__Zadanie pisemne A__
Na podstawie tekstu źródłowego wyjaśnij, dlaczego film o Borysie Jelcynie zarobił na reklamach więcej niż film o toaletach publicznych, choć miał mniej wyświetleń.

__Tekst źródłowy__
+-------+
Jak zarabiać więcej na reklamach?. Jak założyć kanał i zarabiać na YouTube?
Spis treści
Jak zarabiać więcej na reklamach?
Oczywiście odpowiedź wydaje się prosta, kręcić filmy, które obejrzy jak największa liczba osób. To nie jest jednak takie oczywiste. Pokażę Wam to na przykładach prosto z życia, a raczej z mojego YT.
Porównajmy dwa moje filmy. Ten o Borysie Jelcynie obejrzano 32,6 tysiąca razy. Ten o toaletach publicznych w krajach byłego ZSRR 53,4 tysiąca razy. Ten pierwszy jednak zarobił z reklam 269 złotych, a ten drugi 119 zł. Pomimo, że wyświetleń było ponad 60 procent więcej, zarobiłem mniej niż połowę. Dlaczego?
Pierwsza odpowiedź to długość materiału. Oba średnio widzowie oglądali 45 procent czasu ich trwania. W jednym wypadku oznaczało to jednak siedem i pół minuty, w drugim 17 minut bez jednej sekundy. To ma znaczenie, więcej oglądania, więcej reklam, lepsze zarobki.
Dodatkowo znaczenie może mieć struktura wiekowa odbiorców. Film o Jelcynie oglądało zdecydowanie więcej ludzi w przedziale 26-44. Drugi ze wspomnianych filmów miał wyraźnie starszą widownię. To także mogło mieć wpływ na to, jakie reklamy były wyświetlane.
+-------+
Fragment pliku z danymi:
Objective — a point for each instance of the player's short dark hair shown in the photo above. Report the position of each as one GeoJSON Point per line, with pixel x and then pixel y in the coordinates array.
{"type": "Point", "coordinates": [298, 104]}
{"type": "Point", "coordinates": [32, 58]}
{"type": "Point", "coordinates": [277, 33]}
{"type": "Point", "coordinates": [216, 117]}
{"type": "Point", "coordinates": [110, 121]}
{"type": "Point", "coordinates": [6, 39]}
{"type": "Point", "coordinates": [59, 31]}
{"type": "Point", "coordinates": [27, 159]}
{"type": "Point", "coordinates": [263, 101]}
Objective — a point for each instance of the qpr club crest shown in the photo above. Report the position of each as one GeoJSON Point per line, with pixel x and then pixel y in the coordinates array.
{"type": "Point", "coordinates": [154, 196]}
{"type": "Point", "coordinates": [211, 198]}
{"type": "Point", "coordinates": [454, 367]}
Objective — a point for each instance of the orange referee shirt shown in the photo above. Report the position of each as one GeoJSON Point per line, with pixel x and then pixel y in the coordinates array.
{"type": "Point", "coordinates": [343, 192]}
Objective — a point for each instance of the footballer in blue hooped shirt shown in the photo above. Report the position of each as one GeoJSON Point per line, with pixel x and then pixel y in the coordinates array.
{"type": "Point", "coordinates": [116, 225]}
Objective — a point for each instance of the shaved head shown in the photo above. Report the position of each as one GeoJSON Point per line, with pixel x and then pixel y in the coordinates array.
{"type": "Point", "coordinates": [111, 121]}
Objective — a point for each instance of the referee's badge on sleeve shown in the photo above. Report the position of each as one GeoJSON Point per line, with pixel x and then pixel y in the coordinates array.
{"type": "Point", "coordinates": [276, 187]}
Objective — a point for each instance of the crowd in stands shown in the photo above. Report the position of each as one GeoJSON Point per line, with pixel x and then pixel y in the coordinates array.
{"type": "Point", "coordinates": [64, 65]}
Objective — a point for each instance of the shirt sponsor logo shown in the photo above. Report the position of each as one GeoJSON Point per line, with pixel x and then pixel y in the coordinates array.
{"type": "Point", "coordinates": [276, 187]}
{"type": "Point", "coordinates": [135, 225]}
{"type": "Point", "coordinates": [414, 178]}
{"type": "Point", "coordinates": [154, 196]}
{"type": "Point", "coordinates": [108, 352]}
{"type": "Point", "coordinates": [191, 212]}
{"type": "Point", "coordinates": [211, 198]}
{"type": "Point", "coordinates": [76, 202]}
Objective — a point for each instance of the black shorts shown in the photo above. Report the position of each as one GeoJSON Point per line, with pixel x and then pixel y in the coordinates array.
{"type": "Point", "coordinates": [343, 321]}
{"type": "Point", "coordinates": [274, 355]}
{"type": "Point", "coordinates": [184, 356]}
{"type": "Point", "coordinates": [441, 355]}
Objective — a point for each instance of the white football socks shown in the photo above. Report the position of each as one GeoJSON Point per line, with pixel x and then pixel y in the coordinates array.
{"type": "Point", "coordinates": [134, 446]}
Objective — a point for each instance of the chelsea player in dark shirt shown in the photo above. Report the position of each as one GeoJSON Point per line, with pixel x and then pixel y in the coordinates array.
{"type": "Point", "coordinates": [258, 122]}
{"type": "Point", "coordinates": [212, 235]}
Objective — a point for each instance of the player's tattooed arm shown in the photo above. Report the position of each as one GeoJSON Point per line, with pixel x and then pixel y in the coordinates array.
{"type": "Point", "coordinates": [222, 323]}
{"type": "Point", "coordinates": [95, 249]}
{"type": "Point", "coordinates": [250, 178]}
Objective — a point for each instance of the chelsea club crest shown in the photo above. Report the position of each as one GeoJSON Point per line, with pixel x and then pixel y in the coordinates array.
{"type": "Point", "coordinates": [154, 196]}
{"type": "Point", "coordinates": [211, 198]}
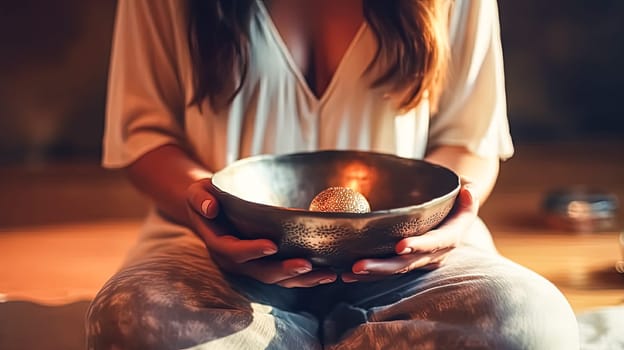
+-------+
__Zadanie pisemne B__
Policz, w ilu wierszach wpisów występuje słowo „crest”. Podaj wyłącznie liczbę.

__Rozwiązanie A__
Film o Jelcynie był dłuższy. Przy tym samym średnim odsetku obejrzenia, czyli 45 procentach, widzowie oglądali go przez 17 minut bez jednej sekundy, a film o toaletach tylko przez siedem i pół minuty, a więcej oglądania to więcej reklam i lepsze zarobki. Wpływ mogła mieć też struktura wiekowa odbiorców: film o Jelcynie oglądało znacznie więcej osób w przedziale 26-44, co mogło zmienić rodzaj wyświetlanych reklam.

__Rozwiązanie B__
2